News and Commentary Addressing the Next Patient Safety Emergency: Health Inequity

Social Medicine Consortium co-founder and Harvard Medical School assistant professor, Michelle Morse, MD, MPH, spoke to us about the importance of social medicine, its connection to health equity, and what medical schools need to do to better prepare students to ensure health care as a human right.

What is social medicine and what is its link to health equity?

Individualized biomedical approaches to poor health will never get us to optimal health for all humans around the world. Social medicine is about understanding how social, economic, and political conditions and decisions impact health, disease, and the practice of medicine. This includes understanding and fighting racism at all levels. Our goal at the Social Medicine Consortium is to foster conditions in which this understanding can lead to equitable care and healthier lives for all through structural change.

Is medical education doing enough to teach students about social medicine and health equity?

Records shown:
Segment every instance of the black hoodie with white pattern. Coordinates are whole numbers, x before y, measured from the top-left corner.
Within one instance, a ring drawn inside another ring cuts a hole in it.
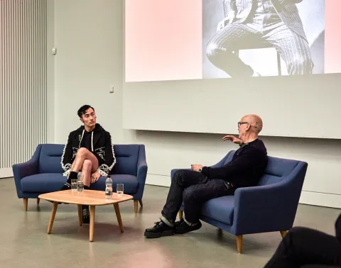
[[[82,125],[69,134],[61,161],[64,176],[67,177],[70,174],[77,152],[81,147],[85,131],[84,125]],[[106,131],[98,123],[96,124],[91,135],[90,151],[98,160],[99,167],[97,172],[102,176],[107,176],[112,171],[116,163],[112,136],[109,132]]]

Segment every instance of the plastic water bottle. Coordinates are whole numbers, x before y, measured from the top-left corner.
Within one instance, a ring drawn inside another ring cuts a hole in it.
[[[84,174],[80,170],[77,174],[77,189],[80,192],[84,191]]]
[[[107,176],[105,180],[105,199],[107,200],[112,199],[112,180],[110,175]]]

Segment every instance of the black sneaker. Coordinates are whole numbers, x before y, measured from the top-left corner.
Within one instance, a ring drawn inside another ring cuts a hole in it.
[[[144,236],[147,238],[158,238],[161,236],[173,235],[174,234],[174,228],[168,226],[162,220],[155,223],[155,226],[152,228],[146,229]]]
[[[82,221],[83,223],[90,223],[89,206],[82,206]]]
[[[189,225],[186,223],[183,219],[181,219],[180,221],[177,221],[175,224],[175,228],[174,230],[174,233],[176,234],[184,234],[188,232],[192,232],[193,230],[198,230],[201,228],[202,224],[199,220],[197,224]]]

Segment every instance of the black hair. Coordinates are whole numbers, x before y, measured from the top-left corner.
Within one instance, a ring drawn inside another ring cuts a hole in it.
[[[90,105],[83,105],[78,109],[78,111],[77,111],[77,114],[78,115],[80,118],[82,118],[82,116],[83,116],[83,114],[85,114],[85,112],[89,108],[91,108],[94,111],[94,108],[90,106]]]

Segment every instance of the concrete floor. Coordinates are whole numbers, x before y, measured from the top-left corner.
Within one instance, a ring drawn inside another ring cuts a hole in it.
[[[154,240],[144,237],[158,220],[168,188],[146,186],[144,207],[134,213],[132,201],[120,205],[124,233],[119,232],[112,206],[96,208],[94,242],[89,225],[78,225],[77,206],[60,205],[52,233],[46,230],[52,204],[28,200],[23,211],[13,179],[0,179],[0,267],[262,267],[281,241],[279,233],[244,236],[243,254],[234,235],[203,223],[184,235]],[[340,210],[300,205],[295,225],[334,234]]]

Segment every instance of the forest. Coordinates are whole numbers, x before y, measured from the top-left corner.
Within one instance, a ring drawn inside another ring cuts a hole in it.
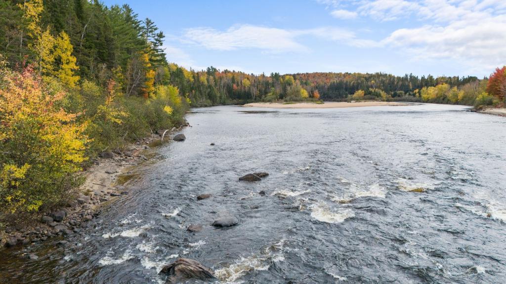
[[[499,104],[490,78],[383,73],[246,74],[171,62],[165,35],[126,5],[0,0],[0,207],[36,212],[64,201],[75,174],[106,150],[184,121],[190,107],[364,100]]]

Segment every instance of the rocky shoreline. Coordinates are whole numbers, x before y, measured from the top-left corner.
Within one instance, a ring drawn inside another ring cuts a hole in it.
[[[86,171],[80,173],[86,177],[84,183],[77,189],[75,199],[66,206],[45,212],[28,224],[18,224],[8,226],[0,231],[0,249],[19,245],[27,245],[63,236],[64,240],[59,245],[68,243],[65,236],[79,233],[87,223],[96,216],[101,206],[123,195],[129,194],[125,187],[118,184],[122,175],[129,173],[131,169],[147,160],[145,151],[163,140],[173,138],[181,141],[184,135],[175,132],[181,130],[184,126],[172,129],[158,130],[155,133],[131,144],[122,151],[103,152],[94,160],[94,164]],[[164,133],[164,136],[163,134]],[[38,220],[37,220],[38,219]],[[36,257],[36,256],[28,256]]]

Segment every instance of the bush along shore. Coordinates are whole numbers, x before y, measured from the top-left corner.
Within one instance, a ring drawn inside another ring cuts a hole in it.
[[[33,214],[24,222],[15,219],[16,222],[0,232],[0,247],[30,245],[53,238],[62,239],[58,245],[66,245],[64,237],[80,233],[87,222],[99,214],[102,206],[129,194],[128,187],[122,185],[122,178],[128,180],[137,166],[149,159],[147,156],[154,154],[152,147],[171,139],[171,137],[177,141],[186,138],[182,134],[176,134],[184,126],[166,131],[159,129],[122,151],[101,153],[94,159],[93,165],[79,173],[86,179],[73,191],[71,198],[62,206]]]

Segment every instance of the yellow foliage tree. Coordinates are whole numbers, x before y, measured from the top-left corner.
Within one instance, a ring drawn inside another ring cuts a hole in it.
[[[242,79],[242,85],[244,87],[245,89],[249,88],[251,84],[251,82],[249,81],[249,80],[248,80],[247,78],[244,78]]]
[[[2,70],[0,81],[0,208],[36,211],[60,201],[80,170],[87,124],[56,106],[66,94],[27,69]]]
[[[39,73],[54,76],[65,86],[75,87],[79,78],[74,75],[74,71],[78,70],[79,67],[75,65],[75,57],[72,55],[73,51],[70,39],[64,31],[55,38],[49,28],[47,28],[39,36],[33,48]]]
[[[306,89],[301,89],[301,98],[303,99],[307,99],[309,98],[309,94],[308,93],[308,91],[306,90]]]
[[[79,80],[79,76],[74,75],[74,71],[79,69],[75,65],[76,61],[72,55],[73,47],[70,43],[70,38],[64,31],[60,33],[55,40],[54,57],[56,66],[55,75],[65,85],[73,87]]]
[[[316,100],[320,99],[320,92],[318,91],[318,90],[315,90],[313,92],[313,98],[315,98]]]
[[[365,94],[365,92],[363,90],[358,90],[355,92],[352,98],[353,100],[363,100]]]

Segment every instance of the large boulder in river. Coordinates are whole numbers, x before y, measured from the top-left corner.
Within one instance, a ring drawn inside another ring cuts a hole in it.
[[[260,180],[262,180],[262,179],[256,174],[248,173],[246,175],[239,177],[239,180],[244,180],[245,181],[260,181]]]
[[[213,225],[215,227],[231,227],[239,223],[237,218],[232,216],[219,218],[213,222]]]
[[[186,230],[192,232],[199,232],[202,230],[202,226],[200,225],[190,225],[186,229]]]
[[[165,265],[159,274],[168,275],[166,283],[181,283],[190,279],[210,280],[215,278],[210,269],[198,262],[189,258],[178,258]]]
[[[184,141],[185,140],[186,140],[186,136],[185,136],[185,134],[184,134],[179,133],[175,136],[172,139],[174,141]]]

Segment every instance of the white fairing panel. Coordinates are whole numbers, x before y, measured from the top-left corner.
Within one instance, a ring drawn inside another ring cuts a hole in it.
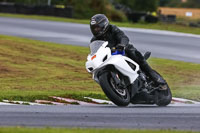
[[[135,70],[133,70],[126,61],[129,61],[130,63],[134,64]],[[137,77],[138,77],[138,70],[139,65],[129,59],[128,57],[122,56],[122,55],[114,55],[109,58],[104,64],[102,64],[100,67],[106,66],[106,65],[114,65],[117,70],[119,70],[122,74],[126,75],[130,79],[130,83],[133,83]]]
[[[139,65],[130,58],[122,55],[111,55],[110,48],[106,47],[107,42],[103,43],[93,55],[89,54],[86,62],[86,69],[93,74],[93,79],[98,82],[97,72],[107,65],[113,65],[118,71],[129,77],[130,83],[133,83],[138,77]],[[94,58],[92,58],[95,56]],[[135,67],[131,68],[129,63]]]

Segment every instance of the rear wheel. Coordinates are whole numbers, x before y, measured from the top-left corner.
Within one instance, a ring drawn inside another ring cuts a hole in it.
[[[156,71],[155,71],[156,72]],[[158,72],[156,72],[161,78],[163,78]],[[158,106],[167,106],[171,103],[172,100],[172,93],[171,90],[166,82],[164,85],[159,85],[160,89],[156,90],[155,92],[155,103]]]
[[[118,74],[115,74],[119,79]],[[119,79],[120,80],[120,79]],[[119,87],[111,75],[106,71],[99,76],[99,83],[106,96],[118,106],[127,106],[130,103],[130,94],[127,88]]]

==

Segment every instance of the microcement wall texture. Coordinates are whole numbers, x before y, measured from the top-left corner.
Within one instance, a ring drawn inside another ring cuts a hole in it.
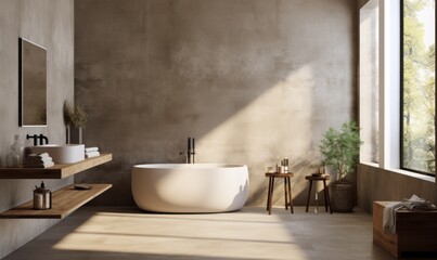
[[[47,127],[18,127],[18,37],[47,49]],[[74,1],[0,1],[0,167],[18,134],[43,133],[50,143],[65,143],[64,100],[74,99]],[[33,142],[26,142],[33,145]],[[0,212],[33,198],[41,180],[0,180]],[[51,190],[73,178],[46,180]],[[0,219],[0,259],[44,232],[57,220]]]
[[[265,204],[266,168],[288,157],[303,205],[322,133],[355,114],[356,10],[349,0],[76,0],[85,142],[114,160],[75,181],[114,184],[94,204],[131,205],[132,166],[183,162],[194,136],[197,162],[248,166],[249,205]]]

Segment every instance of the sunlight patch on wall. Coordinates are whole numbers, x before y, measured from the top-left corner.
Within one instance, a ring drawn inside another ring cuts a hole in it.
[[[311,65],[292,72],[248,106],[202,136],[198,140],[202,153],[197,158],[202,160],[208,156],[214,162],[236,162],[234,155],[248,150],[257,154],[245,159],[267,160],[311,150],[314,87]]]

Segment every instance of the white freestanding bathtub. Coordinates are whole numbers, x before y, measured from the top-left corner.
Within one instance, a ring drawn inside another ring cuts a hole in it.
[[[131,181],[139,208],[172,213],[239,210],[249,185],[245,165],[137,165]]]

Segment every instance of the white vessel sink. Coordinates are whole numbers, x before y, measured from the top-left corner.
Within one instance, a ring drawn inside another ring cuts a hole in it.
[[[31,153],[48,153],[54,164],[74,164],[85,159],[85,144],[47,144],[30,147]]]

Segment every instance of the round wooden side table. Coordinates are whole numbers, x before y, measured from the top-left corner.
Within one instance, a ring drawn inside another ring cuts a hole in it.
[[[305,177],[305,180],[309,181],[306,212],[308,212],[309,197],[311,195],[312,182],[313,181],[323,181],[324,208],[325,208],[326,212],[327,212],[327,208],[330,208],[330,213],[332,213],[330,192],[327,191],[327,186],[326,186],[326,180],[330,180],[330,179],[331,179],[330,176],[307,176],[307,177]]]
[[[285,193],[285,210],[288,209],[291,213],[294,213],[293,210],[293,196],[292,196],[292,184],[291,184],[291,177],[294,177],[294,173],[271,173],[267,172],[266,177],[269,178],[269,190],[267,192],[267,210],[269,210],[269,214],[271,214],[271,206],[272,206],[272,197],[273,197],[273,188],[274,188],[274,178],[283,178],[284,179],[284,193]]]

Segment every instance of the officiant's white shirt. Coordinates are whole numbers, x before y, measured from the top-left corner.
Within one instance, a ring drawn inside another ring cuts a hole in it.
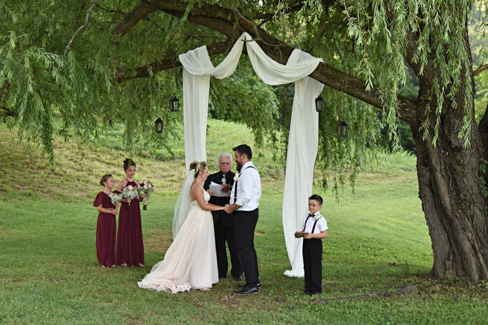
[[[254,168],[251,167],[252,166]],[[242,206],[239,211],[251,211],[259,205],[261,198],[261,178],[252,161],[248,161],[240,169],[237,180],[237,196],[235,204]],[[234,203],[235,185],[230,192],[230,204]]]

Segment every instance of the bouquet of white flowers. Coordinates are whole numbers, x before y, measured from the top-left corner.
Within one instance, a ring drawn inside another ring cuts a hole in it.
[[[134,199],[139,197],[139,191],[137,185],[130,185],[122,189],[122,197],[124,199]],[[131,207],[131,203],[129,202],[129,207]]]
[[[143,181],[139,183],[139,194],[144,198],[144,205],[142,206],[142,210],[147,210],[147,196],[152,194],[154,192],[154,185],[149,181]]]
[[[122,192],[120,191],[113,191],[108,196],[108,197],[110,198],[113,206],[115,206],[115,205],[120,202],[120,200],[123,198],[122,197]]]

Actions to take:
1: According to the interview on health inequity, which things do social, economic, and political conditions and decisions affect? List each one.
2: Reproduce the passage of the interview on health inequity from "News and Commentary" to "a human right.", keeping every word and punctuation mark unchanged.

Exercise responses:
1:
- Health
- Disease
- The practice of medicine

2:
News and Commentary Addressing the Next Patient Safety Emergency: Health Inequity

Social Medicine Consortium co-founder and Harvard Medical School assistant professor, Michelle Morse, MD, MPH, spoke to us about the importance of social medicine, its connection to health equity, and what medical schools need to do to better prepare students to ensure health care as a human right.